In the listing below, locate the lines bearing the word "white". Copy every one of them.

> _PROVIDED RECORDS_
********************
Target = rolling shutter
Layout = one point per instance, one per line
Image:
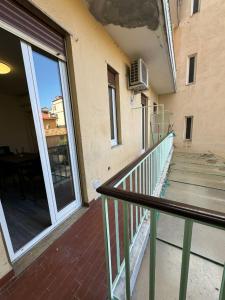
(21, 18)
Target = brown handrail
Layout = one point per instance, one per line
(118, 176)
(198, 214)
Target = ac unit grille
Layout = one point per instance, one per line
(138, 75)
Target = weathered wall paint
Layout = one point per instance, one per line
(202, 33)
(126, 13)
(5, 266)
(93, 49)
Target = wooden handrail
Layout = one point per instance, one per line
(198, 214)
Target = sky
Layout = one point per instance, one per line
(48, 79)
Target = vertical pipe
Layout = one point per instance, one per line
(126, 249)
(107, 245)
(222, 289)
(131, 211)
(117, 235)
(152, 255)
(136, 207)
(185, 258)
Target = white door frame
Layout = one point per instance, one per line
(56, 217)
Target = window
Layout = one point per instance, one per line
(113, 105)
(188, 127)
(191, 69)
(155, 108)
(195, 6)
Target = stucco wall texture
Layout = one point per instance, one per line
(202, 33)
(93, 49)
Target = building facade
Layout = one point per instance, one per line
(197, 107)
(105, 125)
********************
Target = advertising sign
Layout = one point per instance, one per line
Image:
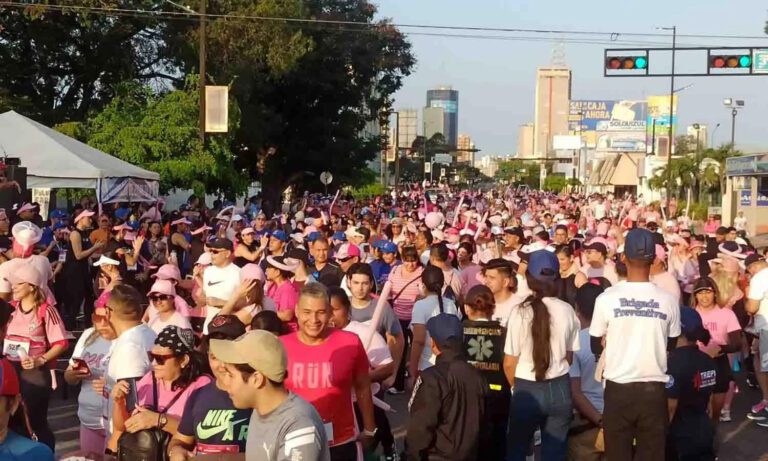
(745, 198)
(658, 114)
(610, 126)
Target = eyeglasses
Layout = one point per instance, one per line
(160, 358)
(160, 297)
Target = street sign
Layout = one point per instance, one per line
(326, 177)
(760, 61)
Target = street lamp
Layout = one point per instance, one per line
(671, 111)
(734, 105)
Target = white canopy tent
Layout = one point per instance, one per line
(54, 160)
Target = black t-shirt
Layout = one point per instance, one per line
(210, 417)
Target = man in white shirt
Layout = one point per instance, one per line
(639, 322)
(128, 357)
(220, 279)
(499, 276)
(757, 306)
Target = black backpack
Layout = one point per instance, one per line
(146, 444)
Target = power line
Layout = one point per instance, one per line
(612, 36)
********************
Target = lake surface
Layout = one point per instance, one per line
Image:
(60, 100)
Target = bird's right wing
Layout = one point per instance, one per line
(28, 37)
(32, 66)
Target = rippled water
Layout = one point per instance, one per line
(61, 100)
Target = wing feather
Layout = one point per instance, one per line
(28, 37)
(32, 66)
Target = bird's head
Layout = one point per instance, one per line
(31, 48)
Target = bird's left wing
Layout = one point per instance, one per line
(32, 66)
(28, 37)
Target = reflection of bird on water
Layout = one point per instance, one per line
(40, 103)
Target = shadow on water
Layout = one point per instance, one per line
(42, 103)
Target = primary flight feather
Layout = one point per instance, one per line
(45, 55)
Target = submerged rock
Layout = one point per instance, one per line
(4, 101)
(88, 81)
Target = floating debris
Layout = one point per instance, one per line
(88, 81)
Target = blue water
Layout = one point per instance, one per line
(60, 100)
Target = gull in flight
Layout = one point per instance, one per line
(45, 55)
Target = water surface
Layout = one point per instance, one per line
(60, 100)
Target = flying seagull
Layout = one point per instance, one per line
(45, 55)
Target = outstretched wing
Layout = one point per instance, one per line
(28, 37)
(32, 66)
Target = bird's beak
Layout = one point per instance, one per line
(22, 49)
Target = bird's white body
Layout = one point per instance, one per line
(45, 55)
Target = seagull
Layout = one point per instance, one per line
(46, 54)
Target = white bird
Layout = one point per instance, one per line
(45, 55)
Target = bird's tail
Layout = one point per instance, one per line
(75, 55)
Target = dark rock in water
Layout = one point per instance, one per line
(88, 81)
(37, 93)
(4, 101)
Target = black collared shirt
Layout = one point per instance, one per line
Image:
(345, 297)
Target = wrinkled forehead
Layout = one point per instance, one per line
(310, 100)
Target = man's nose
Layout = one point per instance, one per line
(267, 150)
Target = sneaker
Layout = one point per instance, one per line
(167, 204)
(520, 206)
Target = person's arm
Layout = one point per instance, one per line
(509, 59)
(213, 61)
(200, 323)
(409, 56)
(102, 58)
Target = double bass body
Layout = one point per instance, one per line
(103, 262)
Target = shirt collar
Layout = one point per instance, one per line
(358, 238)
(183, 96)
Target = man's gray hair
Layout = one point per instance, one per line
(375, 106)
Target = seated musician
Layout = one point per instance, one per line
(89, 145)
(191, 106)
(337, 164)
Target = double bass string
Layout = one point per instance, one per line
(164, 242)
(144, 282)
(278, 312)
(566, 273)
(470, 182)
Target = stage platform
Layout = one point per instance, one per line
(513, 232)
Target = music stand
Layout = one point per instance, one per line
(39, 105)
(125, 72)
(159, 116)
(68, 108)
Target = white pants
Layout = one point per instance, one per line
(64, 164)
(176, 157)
********************
> _PROBLEM SOLUTION_
Target = white door frame
Target = white canopy tent
Target = man in white shirt
Target = bird's white body
Target = white bird
Target = white pants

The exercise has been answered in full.